▸ **Required action**
Could you return the full listing below exactly as it appears?

__________________________________________________

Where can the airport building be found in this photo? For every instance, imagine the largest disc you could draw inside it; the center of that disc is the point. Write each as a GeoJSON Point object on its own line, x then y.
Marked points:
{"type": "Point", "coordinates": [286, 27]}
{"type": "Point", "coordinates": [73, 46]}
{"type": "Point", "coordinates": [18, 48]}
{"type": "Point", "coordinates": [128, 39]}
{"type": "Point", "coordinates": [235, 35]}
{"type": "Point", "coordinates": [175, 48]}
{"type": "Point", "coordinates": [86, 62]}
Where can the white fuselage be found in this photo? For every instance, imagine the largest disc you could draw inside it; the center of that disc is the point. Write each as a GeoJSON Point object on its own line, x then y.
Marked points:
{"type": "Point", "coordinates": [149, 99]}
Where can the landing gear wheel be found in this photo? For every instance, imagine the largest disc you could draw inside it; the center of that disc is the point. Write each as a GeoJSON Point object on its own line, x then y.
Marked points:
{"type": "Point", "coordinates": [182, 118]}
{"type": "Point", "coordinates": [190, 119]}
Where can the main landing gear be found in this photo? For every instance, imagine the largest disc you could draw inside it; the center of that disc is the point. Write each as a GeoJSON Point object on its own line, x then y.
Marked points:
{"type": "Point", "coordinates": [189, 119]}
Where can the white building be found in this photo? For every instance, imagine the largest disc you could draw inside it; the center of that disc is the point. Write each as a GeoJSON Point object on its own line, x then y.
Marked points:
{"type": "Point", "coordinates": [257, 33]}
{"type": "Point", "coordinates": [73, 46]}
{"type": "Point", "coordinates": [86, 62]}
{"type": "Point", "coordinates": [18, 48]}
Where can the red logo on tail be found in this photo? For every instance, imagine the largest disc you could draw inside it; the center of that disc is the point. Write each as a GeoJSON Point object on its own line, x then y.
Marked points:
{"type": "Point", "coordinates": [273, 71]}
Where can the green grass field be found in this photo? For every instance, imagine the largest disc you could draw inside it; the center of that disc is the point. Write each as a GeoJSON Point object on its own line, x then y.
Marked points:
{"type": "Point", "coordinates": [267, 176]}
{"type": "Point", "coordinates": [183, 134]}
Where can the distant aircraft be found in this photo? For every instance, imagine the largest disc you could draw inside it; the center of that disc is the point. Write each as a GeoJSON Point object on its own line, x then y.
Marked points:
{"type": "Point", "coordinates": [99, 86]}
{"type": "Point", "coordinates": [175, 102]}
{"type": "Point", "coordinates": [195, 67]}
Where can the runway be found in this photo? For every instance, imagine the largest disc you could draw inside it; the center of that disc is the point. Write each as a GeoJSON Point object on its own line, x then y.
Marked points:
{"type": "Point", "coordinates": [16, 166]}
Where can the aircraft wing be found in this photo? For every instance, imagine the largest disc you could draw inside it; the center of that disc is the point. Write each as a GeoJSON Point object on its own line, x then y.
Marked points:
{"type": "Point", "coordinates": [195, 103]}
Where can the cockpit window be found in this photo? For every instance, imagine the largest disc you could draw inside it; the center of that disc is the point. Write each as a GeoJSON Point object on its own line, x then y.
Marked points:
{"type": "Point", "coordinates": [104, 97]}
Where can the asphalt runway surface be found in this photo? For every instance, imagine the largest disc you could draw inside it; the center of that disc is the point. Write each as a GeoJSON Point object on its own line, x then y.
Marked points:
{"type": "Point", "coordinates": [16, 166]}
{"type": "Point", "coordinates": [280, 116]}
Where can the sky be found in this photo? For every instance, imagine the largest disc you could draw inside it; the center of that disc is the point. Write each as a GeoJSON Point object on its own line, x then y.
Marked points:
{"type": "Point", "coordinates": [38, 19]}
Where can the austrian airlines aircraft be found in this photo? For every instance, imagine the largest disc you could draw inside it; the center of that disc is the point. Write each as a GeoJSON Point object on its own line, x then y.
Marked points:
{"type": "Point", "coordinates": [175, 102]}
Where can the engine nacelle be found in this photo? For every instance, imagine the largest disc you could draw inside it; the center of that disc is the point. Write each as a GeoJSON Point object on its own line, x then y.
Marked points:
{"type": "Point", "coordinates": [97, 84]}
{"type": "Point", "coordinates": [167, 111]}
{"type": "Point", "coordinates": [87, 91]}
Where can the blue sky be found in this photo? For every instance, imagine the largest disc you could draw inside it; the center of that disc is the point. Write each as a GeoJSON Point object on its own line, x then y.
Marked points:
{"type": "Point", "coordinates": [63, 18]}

__________________________________________________

▸ **Task solution**
Where can the airport building be found in this photo? For every instance, imagine the largest disc you could draw inside it; the center of that disc is the point. Write each as a GeoJSON Point object on its own line, x then y.
Marked points:
{"type": "Point", "coordinates": [286, 27]}
{"type": "Point", "coordinates": [73, 46]}
{"type": "Point", "coordinates": [18, 48]}
{"type": "Point", "coordinates": [128, 39]}
{"type": "Point", "coordinates": [235, 35]}
{"type": "Point", "coordinates": [175, 48]}
{"type": "Point", "coordinates": [86, 62]}
Where can the white fuselage be found in this photo? For every instance, imagine the largest disc you could draw inside it; the center of that disc is the point. Write each as a GeoJSON Point object on its own line, x then y.
Marked points:
{"type": "Point", "coordinates": [149, 99]}
Where can the landing gear wheel be found in this photo? For every instance, imagine the largest disc you could draw inside it; the center of that disc is the point. Write each as a GeoJSON Point object on its own line, x then y.
Marked points:
{"type": "Point", "coordinates": [182, 118]}
{"type": "Point", "coordinates": [190, 119]}
Where can the main landing gear be found in this photo? For every instance, imagine the largest disc you could draw inside it; the center of that disc is the point. Write each as a GeoJSON Point object on its own line, x then y.
Marked points:
{"type": "Point", "coordinates": [189, 119]}
Where can the white building be found in this photo? For every instance, imagine the largest disc you could draw inside it; the center of that disc is the point. Write each as a GeoJSON Point object on its own line, x then y.
Marked points:
{"type": "Point", "coordinates": [257, 33]}
{"type": "Point", "coordinates": [73, 46]}
{"type": "Point", "coordinates": [86, 62]}
{"type": "Point", "coordinates": [18, 48]}
Where can the red logo on tail be found in this photo? For every instance, imagine the largest disc you could draw inside it; the center of that disc is the point. Write each as a GeoJSON Point object on its own line, x then y.
Marked points:
{"type": "Point", "coordinates": [273, 71]}
Where can the green grass field be found in this photo? For every instance, imagine the largest disc you could draw inside it; the center of that disc is the point. Write each as a GeoJSON Point object on its own line, x then y.
Marked points:
{"type": "Point", "coordinates": [267, 176]}
{"type": "Point", "coordinates": [183, 134]}
Where can the distant aircraft be found in this photo? For every instance, imagine the largest disc you could draw inside it; the center of that disc is the point. Write each as a GeoJSON Point object on its own line, x then y.
Marked points:
{"type": "Point", "coordinates": [99, 86]}
{"type": "Point", "coordinates": [175, 102]}
{"type": "Point", "coordinates": [195, 67]}
Where can the runway be found in this photo? For every instance, imagine the largest disc you could draw inside it; the center of that disc is the point. Write each as a GeoJSON Point object on its own line, x then y.
Marked points:
{"type": "Point", "coordinates": [16, 166]}
Where can the aircraft wing be found in this photo? For every instance, imagine the largest disc you could draw inside it; the center of that disc is the point. Write each as a GeoJSON Point object on its own line, x then y.
Marked points:
{"type": "Point", "coordinates": [195, 103]}
Where can the cockpit window be found in this photo? For every instance, imagine the largest disc you could draw inside it; the center of that disc is the point. Write each as a GeoJSON Point object on its own line, x then y.
Marked points:
{"type": "Point", "coordinates": [104, 97]}
Where can the asphalt runway surface be found in this photo? For every instance, imagine the largest disc you could draw inside it; the center of that disc is the point. Write each as a GeoJSON Point object on its own line, x then y.
Marked points:
{"type": "Point", "coordinates": [16, 166]}
{"type": "Point", "coordinates": [280, 116]}
Where can the sky be found in this photo? For every instance, imagine the largest disc you could draw inside it; the center of that disc is the point. Write each as a GeoJSON Point object on its own line, x then y.
Marked points:
{"type": "Point", "coordinates": [38, 19]}
Where can the austrian airlines aircraft be found in this photo? For every instance, imagine the largest disc you could draw inside it; the center of that disc is the point. Write each as a GeoJSON Point object on its own line, x then y.
Marked points:
{"type": "Point", "coordinates": [175, 102]}
Where can the engine nacelle be found in this photo? For every instance, imagine the largest disc you could draw inside it; the center of that disc is the point. Write each as a GeoJSON Point object on its own line, x then y.
Marked points:
{"type": "Point", "coordinates": [97, 84]}
{"type": "Point", "coordinates": [167, 111]}
{"type": "Point", "coordinates": [87, 91]}
Where can the blue sky be found in this photo? For every instance, imagine the largest disc you could draw inside it; the center of that disc is the point. Write each as a GeoJSON Point object on its own line, x then y.
Marked points:
{"type": "Point", "coordinates": [63, 18]}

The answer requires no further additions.